ROWS >>
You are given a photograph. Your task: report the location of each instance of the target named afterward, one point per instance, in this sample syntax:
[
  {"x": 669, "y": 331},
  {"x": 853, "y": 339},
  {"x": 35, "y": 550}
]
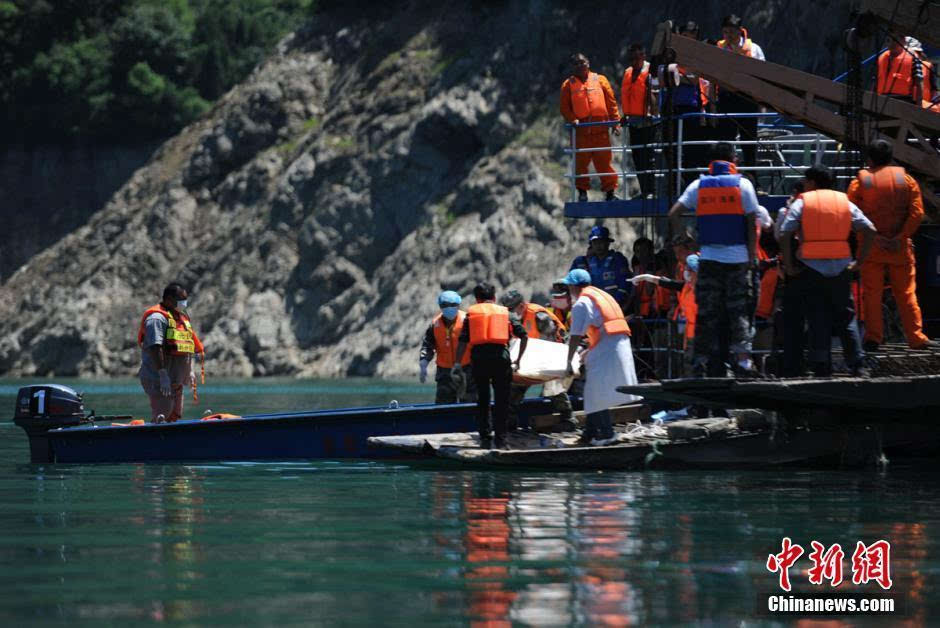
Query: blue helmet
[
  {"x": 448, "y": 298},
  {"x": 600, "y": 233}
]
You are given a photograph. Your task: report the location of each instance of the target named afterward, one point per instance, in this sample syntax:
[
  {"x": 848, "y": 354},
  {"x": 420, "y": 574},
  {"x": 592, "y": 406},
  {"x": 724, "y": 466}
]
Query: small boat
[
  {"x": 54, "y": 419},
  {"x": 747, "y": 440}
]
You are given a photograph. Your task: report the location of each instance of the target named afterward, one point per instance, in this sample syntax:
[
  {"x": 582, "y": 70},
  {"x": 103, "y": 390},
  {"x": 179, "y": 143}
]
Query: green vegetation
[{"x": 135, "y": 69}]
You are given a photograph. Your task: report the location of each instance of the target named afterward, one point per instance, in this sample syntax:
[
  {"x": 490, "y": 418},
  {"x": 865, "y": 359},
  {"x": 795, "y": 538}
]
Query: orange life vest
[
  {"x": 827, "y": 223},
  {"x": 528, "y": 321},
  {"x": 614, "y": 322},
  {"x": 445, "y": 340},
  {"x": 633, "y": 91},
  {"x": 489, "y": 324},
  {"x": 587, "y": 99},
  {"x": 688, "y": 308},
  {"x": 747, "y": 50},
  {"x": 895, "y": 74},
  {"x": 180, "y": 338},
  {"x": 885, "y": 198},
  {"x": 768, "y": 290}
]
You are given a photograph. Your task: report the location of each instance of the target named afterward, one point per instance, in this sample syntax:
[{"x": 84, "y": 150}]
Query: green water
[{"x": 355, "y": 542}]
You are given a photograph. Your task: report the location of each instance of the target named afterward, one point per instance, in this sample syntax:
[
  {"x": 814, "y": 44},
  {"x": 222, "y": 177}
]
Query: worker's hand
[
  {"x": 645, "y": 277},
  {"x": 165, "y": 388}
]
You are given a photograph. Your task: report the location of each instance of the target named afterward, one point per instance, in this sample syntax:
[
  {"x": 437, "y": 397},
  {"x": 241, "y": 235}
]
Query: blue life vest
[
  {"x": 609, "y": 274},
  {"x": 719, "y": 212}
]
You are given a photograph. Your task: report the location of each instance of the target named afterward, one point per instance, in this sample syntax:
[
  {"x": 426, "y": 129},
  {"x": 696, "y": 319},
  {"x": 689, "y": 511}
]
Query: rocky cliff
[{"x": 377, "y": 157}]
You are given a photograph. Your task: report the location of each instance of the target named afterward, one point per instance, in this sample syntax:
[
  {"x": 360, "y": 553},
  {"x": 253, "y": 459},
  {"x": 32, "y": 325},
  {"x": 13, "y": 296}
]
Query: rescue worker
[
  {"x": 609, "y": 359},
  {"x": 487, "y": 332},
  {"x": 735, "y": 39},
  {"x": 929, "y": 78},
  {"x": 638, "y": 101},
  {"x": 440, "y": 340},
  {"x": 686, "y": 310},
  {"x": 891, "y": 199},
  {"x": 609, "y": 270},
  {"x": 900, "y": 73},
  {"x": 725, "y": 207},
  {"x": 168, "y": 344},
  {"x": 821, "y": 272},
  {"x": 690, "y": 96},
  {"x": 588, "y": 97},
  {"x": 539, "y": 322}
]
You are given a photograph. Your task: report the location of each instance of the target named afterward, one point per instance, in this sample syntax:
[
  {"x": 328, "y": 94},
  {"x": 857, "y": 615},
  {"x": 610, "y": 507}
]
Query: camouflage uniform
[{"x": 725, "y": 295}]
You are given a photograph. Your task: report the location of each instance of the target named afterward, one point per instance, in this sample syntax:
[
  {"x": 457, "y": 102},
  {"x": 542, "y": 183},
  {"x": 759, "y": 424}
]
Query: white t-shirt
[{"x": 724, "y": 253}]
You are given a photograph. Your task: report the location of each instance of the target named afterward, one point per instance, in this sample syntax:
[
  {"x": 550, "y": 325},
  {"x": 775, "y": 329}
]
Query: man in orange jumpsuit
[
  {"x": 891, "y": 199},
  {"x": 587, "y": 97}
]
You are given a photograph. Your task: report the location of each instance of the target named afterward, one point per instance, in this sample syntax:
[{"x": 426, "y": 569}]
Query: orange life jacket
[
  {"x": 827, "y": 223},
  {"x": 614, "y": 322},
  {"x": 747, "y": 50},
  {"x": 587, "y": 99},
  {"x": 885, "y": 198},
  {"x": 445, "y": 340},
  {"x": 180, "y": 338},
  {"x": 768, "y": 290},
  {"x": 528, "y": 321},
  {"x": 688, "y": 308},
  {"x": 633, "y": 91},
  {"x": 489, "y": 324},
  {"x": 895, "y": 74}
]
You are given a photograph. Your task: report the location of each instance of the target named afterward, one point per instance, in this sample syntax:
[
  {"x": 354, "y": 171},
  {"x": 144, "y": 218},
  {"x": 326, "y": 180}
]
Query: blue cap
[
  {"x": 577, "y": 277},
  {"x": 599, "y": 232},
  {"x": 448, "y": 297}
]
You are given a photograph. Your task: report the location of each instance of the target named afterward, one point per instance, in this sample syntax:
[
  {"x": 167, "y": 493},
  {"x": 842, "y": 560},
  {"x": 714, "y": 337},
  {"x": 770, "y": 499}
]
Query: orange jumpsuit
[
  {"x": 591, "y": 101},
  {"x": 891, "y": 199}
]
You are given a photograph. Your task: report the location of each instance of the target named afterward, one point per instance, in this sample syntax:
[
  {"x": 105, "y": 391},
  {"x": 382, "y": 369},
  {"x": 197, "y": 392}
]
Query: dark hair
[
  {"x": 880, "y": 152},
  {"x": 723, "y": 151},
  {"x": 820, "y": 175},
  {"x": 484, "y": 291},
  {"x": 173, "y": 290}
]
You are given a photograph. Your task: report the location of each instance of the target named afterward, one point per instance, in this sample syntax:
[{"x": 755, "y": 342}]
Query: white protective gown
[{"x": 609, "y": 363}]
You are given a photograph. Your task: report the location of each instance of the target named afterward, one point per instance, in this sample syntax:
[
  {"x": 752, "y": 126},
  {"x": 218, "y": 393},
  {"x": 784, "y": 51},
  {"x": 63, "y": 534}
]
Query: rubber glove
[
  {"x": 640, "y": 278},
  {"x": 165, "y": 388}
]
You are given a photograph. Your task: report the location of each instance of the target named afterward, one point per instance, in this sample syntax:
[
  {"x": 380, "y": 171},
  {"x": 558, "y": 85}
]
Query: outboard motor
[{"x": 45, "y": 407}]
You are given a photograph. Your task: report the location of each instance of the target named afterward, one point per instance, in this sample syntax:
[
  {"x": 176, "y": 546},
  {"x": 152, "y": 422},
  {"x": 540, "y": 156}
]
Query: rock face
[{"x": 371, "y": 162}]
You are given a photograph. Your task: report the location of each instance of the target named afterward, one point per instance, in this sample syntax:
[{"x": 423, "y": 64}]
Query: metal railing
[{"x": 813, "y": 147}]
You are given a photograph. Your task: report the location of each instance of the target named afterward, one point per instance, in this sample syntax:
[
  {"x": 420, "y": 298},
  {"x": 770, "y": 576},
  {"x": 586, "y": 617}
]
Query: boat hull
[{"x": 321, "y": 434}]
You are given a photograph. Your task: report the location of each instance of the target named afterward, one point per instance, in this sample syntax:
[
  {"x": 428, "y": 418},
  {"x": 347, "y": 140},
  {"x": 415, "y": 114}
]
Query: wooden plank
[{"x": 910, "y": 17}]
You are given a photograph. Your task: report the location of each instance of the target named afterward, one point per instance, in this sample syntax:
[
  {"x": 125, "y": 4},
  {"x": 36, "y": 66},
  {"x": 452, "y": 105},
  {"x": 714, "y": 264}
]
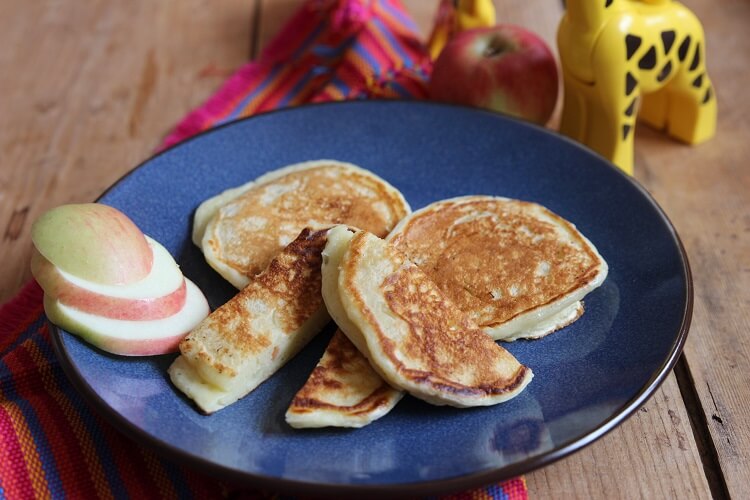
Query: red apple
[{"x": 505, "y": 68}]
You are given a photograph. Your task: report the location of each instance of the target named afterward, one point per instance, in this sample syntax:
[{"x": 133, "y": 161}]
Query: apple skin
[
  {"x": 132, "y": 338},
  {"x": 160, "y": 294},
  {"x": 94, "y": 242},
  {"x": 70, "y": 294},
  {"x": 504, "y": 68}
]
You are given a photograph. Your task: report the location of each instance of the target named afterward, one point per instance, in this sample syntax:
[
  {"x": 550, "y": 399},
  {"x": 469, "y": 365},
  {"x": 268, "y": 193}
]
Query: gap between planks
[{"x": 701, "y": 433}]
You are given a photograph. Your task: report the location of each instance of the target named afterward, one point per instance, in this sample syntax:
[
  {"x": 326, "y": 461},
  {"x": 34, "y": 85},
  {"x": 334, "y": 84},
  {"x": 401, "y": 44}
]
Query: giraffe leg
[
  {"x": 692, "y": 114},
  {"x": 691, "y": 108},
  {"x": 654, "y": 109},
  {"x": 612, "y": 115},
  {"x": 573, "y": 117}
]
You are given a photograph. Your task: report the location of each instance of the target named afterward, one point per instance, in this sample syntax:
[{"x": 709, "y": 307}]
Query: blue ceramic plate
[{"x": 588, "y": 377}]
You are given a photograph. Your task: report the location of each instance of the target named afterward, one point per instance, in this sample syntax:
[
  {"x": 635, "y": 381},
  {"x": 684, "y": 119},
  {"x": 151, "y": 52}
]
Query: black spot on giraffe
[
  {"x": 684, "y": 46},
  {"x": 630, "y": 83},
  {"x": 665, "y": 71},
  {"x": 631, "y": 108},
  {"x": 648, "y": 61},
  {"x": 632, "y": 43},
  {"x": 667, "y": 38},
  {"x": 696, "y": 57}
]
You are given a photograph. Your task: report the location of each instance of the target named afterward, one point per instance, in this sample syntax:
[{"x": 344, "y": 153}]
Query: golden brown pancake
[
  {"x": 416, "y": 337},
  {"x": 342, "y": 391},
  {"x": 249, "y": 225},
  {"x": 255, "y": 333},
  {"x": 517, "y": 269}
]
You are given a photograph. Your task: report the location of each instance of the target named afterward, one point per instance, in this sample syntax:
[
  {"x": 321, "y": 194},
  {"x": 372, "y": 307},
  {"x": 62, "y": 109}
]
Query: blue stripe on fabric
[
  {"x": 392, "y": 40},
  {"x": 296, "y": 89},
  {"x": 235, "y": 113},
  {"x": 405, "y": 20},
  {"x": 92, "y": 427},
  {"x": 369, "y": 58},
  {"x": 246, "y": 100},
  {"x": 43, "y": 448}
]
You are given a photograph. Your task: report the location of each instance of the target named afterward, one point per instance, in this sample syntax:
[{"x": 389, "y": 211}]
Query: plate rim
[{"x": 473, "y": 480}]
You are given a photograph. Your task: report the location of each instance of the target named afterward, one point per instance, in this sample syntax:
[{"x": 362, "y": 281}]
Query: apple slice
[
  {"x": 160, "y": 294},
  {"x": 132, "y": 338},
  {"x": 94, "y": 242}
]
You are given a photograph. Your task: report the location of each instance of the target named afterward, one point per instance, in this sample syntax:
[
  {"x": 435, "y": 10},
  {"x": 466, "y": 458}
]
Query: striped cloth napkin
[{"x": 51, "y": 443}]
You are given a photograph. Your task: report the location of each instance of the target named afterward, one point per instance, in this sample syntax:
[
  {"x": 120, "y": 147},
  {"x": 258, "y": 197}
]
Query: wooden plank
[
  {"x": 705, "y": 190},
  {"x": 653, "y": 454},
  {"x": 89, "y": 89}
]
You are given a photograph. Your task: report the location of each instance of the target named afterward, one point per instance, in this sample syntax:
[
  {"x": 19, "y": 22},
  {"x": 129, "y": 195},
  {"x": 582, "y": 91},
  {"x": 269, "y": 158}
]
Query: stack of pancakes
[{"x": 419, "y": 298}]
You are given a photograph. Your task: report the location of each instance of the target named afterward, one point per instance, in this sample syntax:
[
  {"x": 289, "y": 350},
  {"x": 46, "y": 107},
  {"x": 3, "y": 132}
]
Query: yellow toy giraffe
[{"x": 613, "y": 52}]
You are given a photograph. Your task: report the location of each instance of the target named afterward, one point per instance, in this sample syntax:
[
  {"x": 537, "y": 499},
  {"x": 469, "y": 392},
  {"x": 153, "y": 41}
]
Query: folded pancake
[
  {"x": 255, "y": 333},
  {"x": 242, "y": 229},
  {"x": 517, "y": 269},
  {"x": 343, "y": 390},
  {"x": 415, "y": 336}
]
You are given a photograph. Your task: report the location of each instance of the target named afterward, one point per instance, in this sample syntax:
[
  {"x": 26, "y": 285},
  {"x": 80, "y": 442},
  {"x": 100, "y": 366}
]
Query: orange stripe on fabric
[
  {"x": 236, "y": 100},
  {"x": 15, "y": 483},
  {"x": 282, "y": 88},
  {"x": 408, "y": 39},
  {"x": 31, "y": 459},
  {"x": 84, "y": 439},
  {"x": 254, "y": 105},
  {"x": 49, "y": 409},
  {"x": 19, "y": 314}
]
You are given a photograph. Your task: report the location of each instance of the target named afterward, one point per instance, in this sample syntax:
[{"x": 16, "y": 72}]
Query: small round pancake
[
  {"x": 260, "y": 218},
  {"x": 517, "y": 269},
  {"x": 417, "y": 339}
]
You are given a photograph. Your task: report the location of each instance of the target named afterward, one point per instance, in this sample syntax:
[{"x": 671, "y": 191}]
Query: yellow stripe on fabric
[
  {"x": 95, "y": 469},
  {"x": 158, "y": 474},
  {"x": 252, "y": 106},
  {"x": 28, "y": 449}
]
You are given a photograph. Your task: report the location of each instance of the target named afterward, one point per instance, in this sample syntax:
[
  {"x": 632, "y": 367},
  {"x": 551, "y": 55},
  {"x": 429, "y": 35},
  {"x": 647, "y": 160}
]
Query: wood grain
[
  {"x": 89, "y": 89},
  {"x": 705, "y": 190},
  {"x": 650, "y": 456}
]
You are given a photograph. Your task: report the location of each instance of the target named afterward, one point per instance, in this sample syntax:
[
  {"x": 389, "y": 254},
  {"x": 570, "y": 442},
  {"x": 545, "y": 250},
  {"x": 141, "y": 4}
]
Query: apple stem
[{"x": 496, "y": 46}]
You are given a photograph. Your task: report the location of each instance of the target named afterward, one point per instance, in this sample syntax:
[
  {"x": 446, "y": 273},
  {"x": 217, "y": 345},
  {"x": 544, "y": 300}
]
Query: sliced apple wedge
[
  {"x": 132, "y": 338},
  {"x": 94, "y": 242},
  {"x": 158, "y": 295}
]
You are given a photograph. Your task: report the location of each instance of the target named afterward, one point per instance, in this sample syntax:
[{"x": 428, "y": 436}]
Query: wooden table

WHAT THE EXERCISE ASKS >> Select every line of the entries above that contains the word "plate", treating uppercase and lowercase as distinct, and copy each of those lines.

WRITTEN REPLY >>
Query: blue ceramic plate
Query: plate rim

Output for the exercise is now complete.